• **WRITTEN REQUEST**
Set down, in full, every record in the block.

• **DATASET RECORDS**

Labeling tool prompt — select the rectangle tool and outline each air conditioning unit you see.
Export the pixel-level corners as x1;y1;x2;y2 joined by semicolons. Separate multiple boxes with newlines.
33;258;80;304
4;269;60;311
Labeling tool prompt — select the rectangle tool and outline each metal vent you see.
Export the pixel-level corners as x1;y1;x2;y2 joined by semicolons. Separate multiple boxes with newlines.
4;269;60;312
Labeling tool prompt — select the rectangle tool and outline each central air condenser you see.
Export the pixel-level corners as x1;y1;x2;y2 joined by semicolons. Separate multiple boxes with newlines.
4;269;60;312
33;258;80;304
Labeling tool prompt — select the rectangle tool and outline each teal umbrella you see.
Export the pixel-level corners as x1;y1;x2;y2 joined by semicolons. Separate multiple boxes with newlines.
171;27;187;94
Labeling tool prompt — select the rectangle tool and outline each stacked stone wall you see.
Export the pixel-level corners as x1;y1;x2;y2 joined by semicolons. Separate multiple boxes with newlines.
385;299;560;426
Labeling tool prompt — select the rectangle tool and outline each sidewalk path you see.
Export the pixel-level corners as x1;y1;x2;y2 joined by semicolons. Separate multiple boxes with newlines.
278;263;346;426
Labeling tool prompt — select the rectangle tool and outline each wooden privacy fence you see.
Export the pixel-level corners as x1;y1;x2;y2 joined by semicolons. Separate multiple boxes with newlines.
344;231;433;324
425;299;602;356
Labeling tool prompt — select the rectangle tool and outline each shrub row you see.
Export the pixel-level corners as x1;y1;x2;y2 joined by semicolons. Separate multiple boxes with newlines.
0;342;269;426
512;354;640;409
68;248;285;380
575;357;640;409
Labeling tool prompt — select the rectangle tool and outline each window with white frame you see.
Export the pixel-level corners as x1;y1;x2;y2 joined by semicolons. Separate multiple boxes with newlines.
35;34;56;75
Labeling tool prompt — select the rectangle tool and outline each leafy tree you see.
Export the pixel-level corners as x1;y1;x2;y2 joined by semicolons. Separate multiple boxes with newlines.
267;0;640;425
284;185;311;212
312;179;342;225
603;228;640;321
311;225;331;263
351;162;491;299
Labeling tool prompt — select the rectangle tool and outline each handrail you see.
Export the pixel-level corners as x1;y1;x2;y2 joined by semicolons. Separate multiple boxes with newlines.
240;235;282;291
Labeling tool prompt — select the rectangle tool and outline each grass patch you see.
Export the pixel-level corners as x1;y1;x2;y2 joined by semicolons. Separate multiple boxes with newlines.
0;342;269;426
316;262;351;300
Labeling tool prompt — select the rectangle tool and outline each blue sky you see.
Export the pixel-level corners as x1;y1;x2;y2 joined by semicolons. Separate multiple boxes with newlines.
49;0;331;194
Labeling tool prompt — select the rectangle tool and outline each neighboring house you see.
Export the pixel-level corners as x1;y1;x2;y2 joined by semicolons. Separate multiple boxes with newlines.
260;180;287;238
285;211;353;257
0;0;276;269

• **RESULT OF THIS TASK**
Labeling tool prompt — select the rectangle tool and outline each air conditioning unit you see.
Export the pixel-level corners as x1;y1;x2;y2 joined by semicolons. Separate multiple boxes with newlines.
33;258;80;304
4;269;60;311
Labeling tool prompt — select the rectangle tool and outline each metal vent you see.
Export the pixel-level corners as x1;y1;x2;y2 joined by semicolons. Separate multiple boxes with newlines.
4;269;60;312
Labeling tool prompt — select the rectangle tool and outline each central air condenser you see.
Export the pixel-level corners as x1;y1;x2;y2 joined by semicolons. Separate multiple boxes with newlines.
4;269;60;312
33;258;80;304
Labeling tool prompt — select the rectangle tool and outline each teal umbrella you see.
Export the pixel-level corners as x1;y1;x2;y2 joined by semicolons. Separate multiple boxes with newlines.
171;27;187;94
Labeling tool prompt — select the rectangle tool and outline each stacked stone wall you see.
Export the pixel-level corners as x1;y1;x2;y2 joined by semicolons. Separate multiple boxes with newlines.
385;299;560;426
Labeling tool prompt — select the rectangle tool and outline each sidewalk path you see.
Export the pixel-level corners as x1;y1;x2;y2 joined by semicolons. Separate multiple boxes with newlines.
278;263;346;426
Labeling tool prompt — select the rectangle tool and outline each wooden privacy fence you see.
Export the pixel-level corners as x1;y1;x2;y2 joined by semicolons. Separate multiple boxes with newlines.
344;231;433;324
425;299;602;356
Labeling tool prompt — select the rectangle tool and outline each shrub row you see.
Export the pixel-level corners as x1;y1;x2;y2 joined by semicolons. Separate multiple boxes with newlines.
0;342;269;426
512;354;640;409
68;248;285;380
575;357;640;409
Labeling tool prompt — select the rectangle tool and outline each window with white frame you see.
Export the pixel-level corners as x1;y1;x2;y2 joined by semicolons. Separate multiple boxes with newlines.
35;34;56;75
Labeling tool prompt — select the rectangle tool and outline each leafy tree you see.
Export the pixel-level corners as x1;y1;x2;y2 joined by semicolons. Separate multiple boxes with newlines.
267;0;640;425
284;185;311;212
312;179;342;225
603;228;640;321
311;225;331;263
351;162;491;299
Labeling tool prompt — select the rectangle tool and outline each handrail you see.
Export the pixel-level corners as x1;y1;x2;y2 joined by semicolons. Separate multiple boxes with newlines.
240;235;282;291
Labeling tool prompt — select the rectangle tool and outline each grass patch you see.
Export the pixel-level corners as x1;y1;x2;y2 joined by semicolons. Separate multiple boxes with newlines.
0;342;269;426
316;262;351;300
Labeling tool prompt — select the rectangle tool and outline each blue sky you see.
Export the pixel-level corners as x1;y1;x2;y2 joined by semicolons. Separate multiple boxes with newlines.
49;0;331;194
Labeling tool prompt — select the rectangle tool and outline each neighboring house you see.
Export the pixel-level corners as x1;y1;x2;y2 joined by semicolons. Separate multiple boxes with newlines.
260;180;287;238
285;211;353;257
0;0;276;269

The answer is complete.